DATA SHOWN:
----------

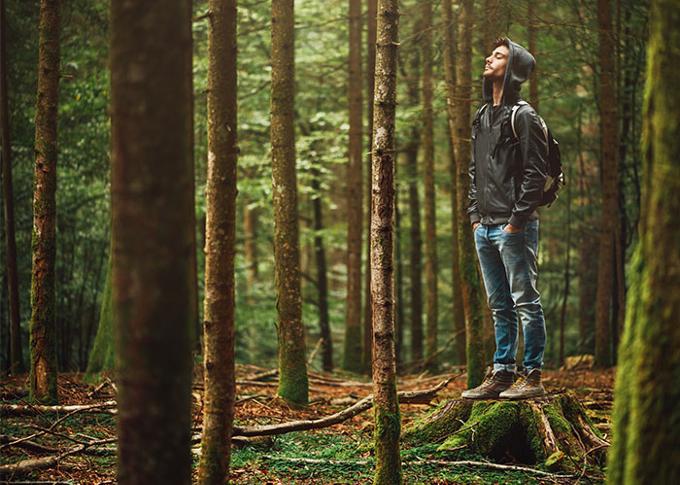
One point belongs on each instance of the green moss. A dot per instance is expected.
(388, 460)
(438, 424)
(102, 357)
(487, 429)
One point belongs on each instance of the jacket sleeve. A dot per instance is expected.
(534, 159)
(473, 204)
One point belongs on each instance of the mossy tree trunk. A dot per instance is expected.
(609, 223)
(219, 303)
(646, 412)
(386, 406)
(16, 351)
(554, 432)
(458, 314)
(102, 355)
(470, 284)
(370, 90)
(431, 312)
(153, 242)
(293, 383)
(321, 272)
(43, 377)
(354, 188)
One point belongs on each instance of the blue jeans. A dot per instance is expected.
(509, 268)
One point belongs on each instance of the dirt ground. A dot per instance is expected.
(272, 460)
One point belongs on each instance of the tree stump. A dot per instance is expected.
(552, 431)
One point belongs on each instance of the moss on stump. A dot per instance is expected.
(553, 431)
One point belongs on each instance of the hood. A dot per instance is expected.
(520, 65)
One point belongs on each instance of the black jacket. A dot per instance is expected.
(507, 173)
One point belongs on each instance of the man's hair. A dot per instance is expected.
(501, 41)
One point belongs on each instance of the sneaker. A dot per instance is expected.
(494, 383)
(526, 387)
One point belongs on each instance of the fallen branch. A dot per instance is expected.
(463, 463)
(106, 407)
(405, 397)
(33, 464)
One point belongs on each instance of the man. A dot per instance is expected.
(508, 171)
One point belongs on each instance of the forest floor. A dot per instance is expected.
(336, 454)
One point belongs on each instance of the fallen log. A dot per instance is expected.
(553, 430)
(107, 407)
(405, 397)
(445, 463)
(32, 464)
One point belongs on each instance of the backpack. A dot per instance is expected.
(555, 179)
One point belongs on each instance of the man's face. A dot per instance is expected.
(495, 64)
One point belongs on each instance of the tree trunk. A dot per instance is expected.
(370, 88)
(451, 105)
(416, 257)
(102, 355)
(470, 285)
(553, 431)
(492, 28)
(386, 406)
(293, 384)
(353, 341)
(531, 27)
(43, 345)
(16, 352)
(152, 288)
(219, 303)
(428, 177)
(610, 198)
(321, 273)
(646, 412)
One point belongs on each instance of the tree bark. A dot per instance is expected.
(470, 284)
(293, 385)
(387, 418)
(450, 77)
(646, 414)
(531, 27)
(43, 344)
(370, 88)
(321, 273)
(219, 303)
(354, 190)
(428, 177)
(152, 215)
(609, 225)
(416, 255)
(16, 352)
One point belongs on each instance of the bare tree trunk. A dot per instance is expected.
(470, 284)
(43, 345)
(450, 76)
(428, 177)
(646, 412)
(411, 149)
(16, 352)
(354, 188)
(219, 304)
(321, 274)
(533, 78)
(153, 306)
(293, 384)
(610, 198)
(387, 418)
(370, 88)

----------

BRIEF: When an image appears in the data, skip it and output the rest exactly.

SOLUTION TO THIS PROBLEM:
One point belongs on each instance of the green moss. A dot per instance is expected.
(388, 460)
(438, 424)
(102, 357)
(487, 429)
One point belongs on each instance of the jacket sleeve. A dot per instance is expected.
(534, 159)
(473, 204)
One point belongs on each instance of the mossy tree trunk. A dot per instance is expected.
(609, 223)
(219, 303)
(646, 412)
(386, 406)
(16, 351)
(554, 432)
(458, 314)
(102, 355)
(470, 284)
(370, 90)
(431, 312)
(153, 242)
(293, 383)
(321, 272)
(43, 377)
(354, 188)
One point belongs on each instance of the blue jeans. A dot per instance is expected.
(509, 268)
One point belongs on each instance of the dirt ground. A dot per instance is expected.
(272, 460)
One point belongs on each instance of the tree stump. A dot per instance is expected.
(552, 431)
One point belongs on each instance of the moss on stump. A dot per instance is expected.
(553, 431)
One point belongs on each instance of the hood. A dot per instance is expected.
(520, 65)
One point belongs on each instance of the black jacket. A dot per instance is expected.
(507, 173)
One point belongs on each instance of the man's hair. A dot per instance is expected.
(501, 41)
One point belongs on each instance of the sneaker. A dot per instance is expected.
(494, 383)
(526, 387)
One point belongs on each instance of the fallen branch. A dot per instance is expected.
(463, 463)
(106, 407)
(405, 397)
(33, 464)
One point belongs on each instance of the man. A dot per instance is expected.
(508, 171)
One point belongs on each instance of the forest floor. A dot per instance is expected.
(336, 454)
One point belongs on each instance of the fallen log. A dot per instance is expected.
(553, 430)
(107, 407)
(405, 397)
(445, 463)
(32, 464)
One point belongs on each instance of the backpack. A dot per instance is expected.
(555, 179)
One point belongs on each instance of the man's face. A dot per instance is expected.
(495, 64)
One point belongs on each instance of the tree trunk. A dot per instance is expected.
(370, 88)
(451, 105)
(416, 257)
(102, 355)
(470, 285)
(553, 431)
(492, 28)
(386, 406)
(293, 384)
(353, 341)
(531, 27)
(43, 345)
(16, 352)
(152, 288)
(219, 303)
(428, 177)
(610, 198)
(321, 273)
(646, 412)
One point belongs on each instance of the tree bark. A dot per instance is expected.
(470, 284)
(293, 385)
(387, 418)
(450, 77)
(646, 414)
(531, 27)
(43, 344)
(370, 88)
(321, 273)
(219, 303)
(354, 190)
(428, 177)
(152, 215)
(609, 225)
(416, 255)
(16, 352)
One point belongs on each instance of the bare tree trunk. A dot per instance is expected.
(470, 284)
(43, 345)
(450, 76)
(428, 177)
(646, 412)
(411, 149)
(16, 352)
(354, 188)
(219, 304)
(321, 274)
(533, 78)
(153, 306)
(293, 384)
(610, 198)
(387, 418)
(370, 88)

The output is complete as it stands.